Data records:
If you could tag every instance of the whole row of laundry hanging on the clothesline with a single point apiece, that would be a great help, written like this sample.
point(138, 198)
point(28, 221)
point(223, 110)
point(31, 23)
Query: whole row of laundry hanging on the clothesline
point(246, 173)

What to produce: Reproduce all the records. Keep them exact, please.

Result of the task:
If you could tag every instance of the whole row of laundry hanging on the clothesline with a single point apiece, that would be a great help, written like this sample.
point(138, 198)
point(28, 221)
point(223, 110)
point(31, 23)
Query: whole row of laundry hanging on the clothesline
point(246, 173)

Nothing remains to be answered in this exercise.